**Exercise instructions:**
• A. Set down everything in the ITBS passage below, from "Conservative treatment is" down to "sport and exercise.", word for word.
• B. Answer these questions from the ITBS passage below:
(i) Which two activities often make the pain worse?
(ii) How many layers does the ITB have?
(iii) In the study mentioned, what percentage of patients had fully returned to sport at six months?

**Source extract:**
# # #
ITBS is a common injury experienced by those who partake in activities that require repetitive knee bending, particularly in endurance events. This injury is characterised by pain on the outside of the knee, often described as sharp and/or burning in nature. Aggravating activities often include running downhill or descending stairs.
There continues to be controversy as to the true mechanism of injury. Historically, it was hypothesised the ITB was rubbing on the outside of the knee joint, but extensive studies have shown this could be unlikely due to the true anatomy of the ITB itself. The ITB has three layers which are continuous with surround soft tissues and have firm attachments onto the Femur (thigh bone). However, there are thoughts that an underlying soft tissue structure (bursa) forms and becomes inflamed and painful. Studies have been performed where patients with ITBS actually have an intact, non-inflammatory ITB.
Conservative treatment is often advised primarily, consisting of rest, pain relief, stretching, strength training and running habit modification. Evidence does not suggest one specific approach to be favourable, revealing more research is needed. One study revealed 44% of patients returned to sport fully at eight weeks, and 91.7% returned fully at six months.
Further research is needed to explore the true pathophysiology of the injury, as well as which conservative interventions are most effective in returning those to sport and exercise.
# # #
**Data section:**
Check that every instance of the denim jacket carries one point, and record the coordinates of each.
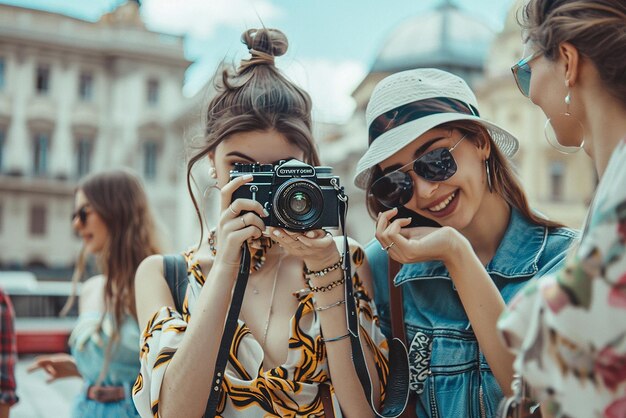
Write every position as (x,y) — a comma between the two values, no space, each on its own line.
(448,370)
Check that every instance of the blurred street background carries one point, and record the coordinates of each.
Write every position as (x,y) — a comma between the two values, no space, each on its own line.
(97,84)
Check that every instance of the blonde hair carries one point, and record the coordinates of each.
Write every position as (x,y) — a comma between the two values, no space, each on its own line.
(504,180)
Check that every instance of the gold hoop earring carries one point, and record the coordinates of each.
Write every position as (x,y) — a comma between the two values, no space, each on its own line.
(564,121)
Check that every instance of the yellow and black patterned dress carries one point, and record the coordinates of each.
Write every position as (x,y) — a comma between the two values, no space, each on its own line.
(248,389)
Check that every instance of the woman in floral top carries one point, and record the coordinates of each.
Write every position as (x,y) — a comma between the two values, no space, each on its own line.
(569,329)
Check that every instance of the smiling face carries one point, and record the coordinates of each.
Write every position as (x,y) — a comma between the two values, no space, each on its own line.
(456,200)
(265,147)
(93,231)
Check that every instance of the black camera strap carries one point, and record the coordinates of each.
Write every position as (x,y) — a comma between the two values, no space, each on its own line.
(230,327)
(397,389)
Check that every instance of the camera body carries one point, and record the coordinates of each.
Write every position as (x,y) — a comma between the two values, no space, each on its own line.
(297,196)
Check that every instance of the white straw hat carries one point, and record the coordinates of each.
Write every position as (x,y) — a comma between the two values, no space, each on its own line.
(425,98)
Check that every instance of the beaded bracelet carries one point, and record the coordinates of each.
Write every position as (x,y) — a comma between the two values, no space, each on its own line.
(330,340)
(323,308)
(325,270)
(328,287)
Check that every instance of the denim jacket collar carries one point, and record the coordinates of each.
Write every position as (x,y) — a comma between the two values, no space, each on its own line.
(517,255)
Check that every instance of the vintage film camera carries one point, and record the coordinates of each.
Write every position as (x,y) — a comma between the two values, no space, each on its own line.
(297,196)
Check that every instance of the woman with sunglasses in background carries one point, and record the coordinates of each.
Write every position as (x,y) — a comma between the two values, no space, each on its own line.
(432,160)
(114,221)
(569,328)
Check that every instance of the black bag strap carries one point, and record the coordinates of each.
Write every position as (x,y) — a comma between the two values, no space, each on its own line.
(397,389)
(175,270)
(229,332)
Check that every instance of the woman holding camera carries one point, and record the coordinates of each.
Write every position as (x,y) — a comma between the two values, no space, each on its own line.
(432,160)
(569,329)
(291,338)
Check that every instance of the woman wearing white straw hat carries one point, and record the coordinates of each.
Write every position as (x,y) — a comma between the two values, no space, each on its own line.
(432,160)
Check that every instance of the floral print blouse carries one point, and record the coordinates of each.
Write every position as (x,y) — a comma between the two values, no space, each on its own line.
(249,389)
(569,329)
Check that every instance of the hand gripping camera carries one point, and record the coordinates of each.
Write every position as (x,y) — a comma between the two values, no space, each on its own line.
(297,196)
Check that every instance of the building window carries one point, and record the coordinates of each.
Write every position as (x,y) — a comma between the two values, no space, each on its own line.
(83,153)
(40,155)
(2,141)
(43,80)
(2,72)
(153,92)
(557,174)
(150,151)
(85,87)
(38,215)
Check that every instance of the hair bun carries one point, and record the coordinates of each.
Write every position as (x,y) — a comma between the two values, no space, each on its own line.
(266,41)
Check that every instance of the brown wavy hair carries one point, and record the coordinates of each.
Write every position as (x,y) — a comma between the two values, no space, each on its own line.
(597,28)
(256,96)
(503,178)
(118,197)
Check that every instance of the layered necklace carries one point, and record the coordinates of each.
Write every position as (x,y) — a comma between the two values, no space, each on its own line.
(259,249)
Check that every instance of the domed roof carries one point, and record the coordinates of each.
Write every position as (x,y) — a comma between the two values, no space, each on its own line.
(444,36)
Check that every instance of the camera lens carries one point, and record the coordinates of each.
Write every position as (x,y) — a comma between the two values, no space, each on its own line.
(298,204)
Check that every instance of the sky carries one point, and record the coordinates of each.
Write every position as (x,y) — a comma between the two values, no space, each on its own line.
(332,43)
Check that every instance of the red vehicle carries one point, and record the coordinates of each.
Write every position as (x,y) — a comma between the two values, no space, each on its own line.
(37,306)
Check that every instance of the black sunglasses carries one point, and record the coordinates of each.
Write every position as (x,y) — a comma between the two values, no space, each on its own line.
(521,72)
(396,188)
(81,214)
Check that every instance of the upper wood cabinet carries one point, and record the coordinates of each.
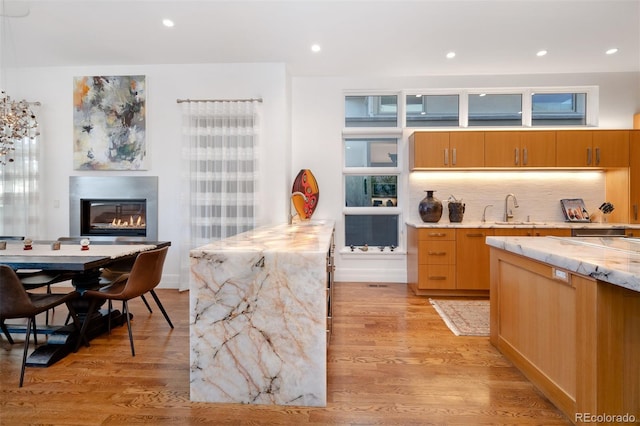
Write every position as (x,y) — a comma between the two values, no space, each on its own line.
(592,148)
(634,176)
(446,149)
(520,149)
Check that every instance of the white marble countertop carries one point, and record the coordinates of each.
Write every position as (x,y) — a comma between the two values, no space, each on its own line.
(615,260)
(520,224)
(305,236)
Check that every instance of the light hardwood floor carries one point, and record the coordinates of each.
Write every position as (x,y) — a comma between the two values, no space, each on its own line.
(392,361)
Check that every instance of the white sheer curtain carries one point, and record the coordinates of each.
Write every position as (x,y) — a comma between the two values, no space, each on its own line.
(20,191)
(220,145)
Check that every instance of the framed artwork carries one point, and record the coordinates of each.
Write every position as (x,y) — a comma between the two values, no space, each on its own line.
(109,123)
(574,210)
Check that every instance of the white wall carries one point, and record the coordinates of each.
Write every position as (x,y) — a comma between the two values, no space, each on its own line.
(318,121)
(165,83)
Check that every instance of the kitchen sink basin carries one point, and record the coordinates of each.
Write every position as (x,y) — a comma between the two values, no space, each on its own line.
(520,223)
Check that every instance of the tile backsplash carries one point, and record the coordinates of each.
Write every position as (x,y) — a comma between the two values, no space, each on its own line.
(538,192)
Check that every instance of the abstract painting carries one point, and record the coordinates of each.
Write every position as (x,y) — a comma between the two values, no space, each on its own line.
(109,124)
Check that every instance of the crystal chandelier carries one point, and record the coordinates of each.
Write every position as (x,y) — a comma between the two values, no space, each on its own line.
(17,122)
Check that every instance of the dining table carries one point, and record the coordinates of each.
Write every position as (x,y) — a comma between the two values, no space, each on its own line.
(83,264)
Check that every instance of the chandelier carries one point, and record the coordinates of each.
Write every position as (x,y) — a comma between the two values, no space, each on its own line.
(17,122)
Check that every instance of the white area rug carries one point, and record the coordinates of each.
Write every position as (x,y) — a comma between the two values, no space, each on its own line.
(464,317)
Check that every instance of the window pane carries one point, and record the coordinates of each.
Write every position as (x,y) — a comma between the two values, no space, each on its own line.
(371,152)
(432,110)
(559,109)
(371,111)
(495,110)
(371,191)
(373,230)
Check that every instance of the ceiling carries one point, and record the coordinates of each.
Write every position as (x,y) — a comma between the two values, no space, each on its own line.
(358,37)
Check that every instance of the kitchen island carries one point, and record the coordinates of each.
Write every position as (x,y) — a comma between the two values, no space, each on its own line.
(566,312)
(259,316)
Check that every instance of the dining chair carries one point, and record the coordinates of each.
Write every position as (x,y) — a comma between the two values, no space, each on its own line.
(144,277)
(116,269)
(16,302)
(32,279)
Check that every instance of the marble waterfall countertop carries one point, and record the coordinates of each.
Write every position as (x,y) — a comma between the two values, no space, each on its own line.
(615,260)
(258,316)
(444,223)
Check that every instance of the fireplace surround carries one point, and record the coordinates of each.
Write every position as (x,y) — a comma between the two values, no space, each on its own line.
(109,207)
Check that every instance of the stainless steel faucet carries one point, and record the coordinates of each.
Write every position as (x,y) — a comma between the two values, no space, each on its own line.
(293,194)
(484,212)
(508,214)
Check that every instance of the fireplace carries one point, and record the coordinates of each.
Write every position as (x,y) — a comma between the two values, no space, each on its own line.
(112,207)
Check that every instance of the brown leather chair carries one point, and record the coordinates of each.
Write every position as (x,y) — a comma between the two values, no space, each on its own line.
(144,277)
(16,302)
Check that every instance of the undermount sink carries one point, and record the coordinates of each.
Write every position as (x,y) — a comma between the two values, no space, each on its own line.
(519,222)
# # #
**Responses in order:**
• A.
Conservative treatment is often advised primarily, consisting of rest, pain relief, stretching, strength training and running habit modification. Evidence does not suggest one specific approach to be favourable, revealing more research is needed. One study revealed 44% of patients returned to sport fully at eight weeks, and 91.7% returned fully at six months.
Further research is needed to explore the true pathophysiology of the injury, as well as which conservative interventions are most effective in returning those to sport and exercise.

• B.
(i) Running downhill and descending stairs
(ii) Three
(iii) 91.7%